** BEGIN MATERIAL **
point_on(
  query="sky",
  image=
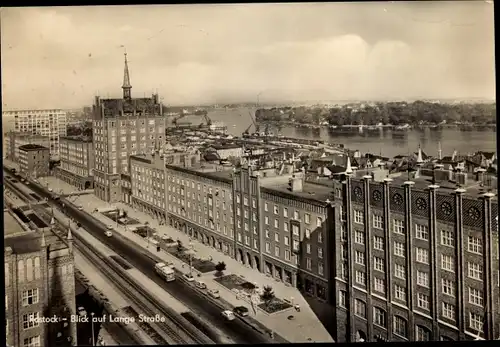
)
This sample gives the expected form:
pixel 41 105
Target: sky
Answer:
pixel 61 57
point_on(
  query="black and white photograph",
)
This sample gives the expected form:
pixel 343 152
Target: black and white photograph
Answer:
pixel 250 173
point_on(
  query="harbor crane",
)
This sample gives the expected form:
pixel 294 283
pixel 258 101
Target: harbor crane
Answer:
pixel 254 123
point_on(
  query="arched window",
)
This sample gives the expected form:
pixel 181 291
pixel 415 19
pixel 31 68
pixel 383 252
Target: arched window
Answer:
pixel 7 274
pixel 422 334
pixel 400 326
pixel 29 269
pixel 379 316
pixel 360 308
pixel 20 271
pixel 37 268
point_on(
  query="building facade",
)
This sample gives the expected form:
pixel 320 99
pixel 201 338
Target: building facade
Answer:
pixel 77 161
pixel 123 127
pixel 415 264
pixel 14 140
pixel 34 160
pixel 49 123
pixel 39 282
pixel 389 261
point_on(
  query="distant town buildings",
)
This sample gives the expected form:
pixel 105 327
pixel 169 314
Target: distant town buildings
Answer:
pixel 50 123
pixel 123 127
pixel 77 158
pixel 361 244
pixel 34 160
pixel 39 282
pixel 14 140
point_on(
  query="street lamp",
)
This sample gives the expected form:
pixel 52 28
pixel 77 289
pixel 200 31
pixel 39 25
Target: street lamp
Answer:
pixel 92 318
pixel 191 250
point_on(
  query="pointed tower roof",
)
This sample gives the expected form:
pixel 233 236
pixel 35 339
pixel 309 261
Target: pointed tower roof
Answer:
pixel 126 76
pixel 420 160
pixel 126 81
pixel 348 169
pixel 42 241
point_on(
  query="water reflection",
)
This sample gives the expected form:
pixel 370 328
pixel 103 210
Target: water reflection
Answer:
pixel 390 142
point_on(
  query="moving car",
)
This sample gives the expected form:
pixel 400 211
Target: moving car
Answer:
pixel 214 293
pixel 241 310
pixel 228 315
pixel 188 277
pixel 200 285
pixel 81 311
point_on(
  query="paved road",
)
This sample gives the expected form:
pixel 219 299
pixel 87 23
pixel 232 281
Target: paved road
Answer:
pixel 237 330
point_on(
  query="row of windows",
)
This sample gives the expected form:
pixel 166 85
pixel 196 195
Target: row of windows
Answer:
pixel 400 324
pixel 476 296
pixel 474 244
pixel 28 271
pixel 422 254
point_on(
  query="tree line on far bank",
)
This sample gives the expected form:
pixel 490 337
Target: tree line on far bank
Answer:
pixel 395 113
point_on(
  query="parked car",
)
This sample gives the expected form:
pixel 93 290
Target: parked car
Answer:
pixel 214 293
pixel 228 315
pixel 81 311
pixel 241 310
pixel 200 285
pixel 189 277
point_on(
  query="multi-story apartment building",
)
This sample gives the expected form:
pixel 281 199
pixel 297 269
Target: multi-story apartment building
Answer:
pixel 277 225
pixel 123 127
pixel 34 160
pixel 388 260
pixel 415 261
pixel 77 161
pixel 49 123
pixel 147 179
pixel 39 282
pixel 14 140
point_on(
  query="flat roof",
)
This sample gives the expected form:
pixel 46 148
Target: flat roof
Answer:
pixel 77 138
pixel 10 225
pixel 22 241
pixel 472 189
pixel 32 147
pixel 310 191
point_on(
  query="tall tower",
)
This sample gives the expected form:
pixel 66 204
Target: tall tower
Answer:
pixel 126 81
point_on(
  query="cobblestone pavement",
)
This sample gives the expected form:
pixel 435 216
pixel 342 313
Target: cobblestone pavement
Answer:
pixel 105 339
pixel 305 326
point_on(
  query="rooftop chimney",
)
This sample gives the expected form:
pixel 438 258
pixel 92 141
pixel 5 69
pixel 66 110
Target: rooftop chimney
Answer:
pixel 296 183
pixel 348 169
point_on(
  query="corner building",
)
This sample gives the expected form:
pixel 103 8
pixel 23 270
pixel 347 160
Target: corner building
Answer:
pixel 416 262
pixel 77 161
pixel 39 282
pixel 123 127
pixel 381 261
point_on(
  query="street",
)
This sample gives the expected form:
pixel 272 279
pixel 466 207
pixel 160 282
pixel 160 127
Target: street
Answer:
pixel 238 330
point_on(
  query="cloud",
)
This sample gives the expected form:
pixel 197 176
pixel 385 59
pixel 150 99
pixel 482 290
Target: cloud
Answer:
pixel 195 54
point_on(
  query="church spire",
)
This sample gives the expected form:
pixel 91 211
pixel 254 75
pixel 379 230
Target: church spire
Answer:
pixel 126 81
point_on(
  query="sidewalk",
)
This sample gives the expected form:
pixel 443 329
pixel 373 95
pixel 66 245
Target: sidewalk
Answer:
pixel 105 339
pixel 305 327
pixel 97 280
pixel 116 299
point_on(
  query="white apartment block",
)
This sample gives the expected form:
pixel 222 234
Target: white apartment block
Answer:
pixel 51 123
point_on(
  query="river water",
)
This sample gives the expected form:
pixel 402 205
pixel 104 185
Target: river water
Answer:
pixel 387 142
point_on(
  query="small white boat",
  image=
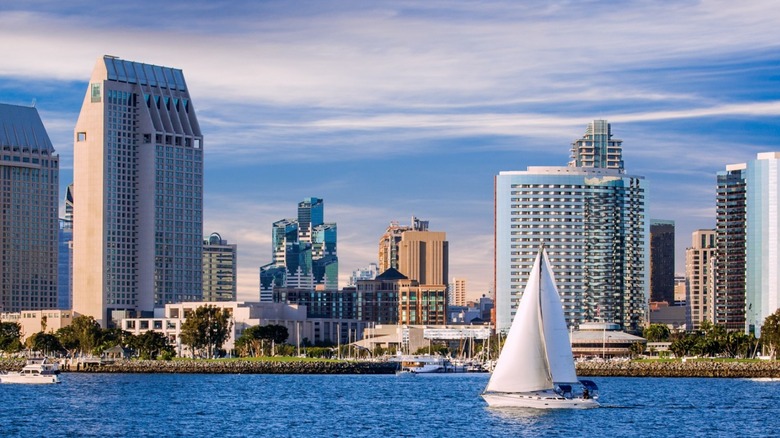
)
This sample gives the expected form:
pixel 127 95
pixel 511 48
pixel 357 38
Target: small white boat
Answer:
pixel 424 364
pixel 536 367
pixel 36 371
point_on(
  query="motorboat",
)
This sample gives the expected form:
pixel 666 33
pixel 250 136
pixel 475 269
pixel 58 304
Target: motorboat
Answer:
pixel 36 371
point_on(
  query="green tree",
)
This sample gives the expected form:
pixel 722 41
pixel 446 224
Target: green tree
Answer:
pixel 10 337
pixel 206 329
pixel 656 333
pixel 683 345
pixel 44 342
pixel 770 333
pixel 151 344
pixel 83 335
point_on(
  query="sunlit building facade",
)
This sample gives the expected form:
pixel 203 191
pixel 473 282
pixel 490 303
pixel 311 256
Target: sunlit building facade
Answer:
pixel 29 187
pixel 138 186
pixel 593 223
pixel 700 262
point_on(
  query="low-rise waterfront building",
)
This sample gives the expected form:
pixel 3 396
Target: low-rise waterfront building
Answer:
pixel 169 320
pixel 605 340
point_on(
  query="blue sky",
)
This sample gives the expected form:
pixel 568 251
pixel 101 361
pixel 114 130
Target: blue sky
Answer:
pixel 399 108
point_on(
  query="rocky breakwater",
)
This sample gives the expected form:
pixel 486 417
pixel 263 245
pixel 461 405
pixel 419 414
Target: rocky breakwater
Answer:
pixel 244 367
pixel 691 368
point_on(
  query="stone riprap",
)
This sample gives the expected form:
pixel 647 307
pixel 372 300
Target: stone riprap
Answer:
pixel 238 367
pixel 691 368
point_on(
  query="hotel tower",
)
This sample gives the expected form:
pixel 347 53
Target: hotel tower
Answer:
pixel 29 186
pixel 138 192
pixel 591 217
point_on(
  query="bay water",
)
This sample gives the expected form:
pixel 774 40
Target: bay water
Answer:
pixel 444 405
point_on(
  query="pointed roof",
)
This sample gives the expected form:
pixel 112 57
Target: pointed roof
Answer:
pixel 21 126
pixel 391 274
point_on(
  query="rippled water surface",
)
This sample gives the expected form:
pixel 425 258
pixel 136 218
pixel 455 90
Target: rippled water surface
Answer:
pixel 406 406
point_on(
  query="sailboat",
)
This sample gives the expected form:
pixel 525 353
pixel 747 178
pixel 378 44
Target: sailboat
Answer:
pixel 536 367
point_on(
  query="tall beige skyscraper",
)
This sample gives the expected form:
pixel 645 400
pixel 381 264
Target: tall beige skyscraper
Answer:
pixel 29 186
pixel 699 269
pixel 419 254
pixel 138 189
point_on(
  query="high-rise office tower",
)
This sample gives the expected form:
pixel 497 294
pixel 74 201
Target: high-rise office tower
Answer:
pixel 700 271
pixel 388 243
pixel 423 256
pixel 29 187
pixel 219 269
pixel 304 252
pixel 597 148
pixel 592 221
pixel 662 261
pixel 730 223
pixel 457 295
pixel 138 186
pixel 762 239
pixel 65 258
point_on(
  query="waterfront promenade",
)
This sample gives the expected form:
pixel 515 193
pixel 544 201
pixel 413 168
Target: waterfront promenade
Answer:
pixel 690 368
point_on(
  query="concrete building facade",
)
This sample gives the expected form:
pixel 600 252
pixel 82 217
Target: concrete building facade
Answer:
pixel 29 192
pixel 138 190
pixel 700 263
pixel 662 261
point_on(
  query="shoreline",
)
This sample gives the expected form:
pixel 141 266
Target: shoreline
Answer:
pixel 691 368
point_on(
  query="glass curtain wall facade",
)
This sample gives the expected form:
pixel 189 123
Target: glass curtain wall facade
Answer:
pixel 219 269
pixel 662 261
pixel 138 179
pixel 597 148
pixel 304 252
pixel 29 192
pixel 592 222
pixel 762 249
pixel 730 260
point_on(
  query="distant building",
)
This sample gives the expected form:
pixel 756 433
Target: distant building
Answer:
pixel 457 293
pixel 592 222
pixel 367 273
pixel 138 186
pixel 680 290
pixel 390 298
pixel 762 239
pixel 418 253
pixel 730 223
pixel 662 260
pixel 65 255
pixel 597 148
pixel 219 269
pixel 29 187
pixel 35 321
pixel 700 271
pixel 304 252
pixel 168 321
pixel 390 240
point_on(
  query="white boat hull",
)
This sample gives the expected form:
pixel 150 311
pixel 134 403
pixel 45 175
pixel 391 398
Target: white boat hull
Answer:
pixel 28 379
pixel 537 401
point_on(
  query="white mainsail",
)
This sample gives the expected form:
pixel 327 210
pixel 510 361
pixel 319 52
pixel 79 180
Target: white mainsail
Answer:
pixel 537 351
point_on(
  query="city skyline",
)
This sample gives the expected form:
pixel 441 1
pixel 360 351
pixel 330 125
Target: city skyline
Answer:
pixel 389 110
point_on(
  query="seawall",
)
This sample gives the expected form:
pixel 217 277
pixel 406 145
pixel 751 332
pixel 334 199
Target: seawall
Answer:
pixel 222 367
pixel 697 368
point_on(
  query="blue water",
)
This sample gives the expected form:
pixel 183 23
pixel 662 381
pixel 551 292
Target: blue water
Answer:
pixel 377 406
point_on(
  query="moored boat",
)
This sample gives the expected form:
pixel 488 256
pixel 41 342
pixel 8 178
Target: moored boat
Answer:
** END MATERIAL **
• **INSTRUCTION**:
Count the lines above that contain "hull", with case counting, and give only the number.

• **CORRECT OUTPUT**:
2